- _TASK DETAILS_
Print everything in the self-esteem text from "There seem to be several" down to "cause of cancer.", word for word.

- _STUDY TEXT_
________________________
There seem to be five different approaches to building Self Esteem in students.  The most effective programs undoubtedly incorporate elements of each of these approaches, for we know that the change process requires that we address the intellectual, behavioral, and emotional levels of the individual.  These approaches might be described as follows:
COGNITIVE APPROACH-This approach places the emphasis on developing positive mental attitudes, helping students to think about their feelings, and adopt healthier ways of interpreting or relating to the events that occur in their lives.
BEHAVIORAL APPROACH-This approach endeavors to develop specific functional behaviors in students so that they can display behaviors that command greater respect from others and Self Esteem in themselves..Such behaviors may relate to voice control, posture, eye contact, or expression of feelings
EXPERIENTIAL APPROACH-This approach is perhaps the most common among the programs published.  It provides positive experiences for students to build up feelings of self-respect and Self Esteem.  Most of the activities rely on external sources of feedback and reinforcement.
SKILL DEVELOPMENT APPROACH-There are a number of programs that aim to build Self Esteem by improving the functional communication skills, decision making skills, or social skills of students.  They base their programs on the concept that unless students actually function at a higher level, they are unable to sustain positive feelings about themselves.
ENVIRONMENTAL APPROACH-This approach is a more holistic approach that structures the environment and the activities students engage in to develop particular attitudes and skills that lead to Self Esteem.  It tends to address such aspects as discipline, social activities, goal setting, responsibility, and how adults interact with students.

There have been numerous studies supporting the fact that individuals must have a certain level of Self Esteem before they are willing to persevere long enough to succeed.  However, most studies support the idea that achievement is more likely to be the result rather than the cause of Self Esteem.  Both are thus intimately related to one another.  The issue thus becomes, what are the strategies that build both Self Esteem and achievement at the same time, and how can we foster Self Esteem without sacrificing academic excellence?
There seem to be several major reasons for the lack of definitive research:
1.  There is little agreement on the definition of Self Esteem.  Thus, it becomes difficult to compare studies when the researchers are studying different aspects of Self Esteem.
2.  There has been no agreement on standard measures of Self Esteem.  Over 130 different measures have been used to measure Self Esteem.  Few of these measures have any demonstrable reliability.
3.  It becomes difficult to determine whether Self Esteem either causes the result observed or whether it contributes to other variables that result in particular behaviors or problems.  For example, in spite of the hundreds of studies, cigarettes have not yet been clearly identified as the cause of cancer.
________________________
- _INFORMATION SHOWN_

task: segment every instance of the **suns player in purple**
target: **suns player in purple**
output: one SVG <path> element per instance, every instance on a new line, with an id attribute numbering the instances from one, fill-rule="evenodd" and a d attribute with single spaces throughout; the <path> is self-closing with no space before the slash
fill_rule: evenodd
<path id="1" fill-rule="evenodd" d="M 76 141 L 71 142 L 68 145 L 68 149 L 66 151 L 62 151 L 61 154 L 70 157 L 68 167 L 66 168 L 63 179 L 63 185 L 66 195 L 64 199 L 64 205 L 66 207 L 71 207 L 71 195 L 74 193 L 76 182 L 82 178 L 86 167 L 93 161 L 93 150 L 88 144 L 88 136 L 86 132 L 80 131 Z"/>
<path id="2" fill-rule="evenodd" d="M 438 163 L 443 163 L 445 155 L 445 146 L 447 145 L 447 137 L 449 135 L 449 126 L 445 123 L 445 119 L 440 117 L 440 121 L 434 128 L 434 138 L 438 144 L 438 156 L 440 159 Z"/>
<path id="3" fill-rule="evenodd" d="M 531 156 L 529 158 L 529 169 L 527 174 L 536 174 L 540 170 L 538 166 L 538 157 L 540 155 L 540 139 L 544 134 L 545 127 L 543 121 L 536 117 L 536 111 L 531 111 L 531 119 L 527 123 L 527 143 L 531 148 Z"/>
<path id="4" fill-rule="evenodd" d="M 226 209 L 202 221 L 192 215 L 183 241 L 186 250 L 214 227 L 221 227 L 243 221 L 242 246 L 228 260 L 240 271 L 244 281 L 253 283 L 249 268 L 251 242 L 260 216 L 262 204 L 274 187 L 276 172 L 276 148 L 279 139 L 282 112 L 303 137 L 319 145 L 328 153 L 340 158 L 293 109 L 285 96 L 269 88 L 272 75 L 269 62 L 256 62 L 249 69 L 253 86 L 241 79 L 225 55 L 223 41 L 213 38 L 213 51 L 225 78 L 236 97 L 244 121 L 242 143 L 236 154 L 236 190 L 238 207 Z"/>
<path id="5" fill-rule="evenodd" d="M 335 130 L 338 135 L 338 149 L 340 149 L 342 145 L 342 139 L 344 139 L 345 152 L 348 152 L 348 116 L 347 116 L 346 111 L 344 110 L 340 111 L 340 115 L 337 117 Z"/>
________________________
- _EXERCISE SOLUTION_
There seem to be several major reasons for the lack of definitive research:
1.  There is little agreement on the definition of Self Esteem.  Thus, it becomes difficult to compare studies when the researchers are studying different aspects of Self Esteem.
2.  There has been no agreement on standard measures of Self Esteem.  Over 130 different measures have been used to measure Self Esteem.  Few of these measures have any demonstrable reliability.
3.  It becomes difficult to determine whether Self Esteem either causes the result observed or whether it contributes to other variables that result in particular behaviors or problems.  For example, in spite of the hundreds of studies, cigarettes have not yet been clearly identified as the cause of cancer.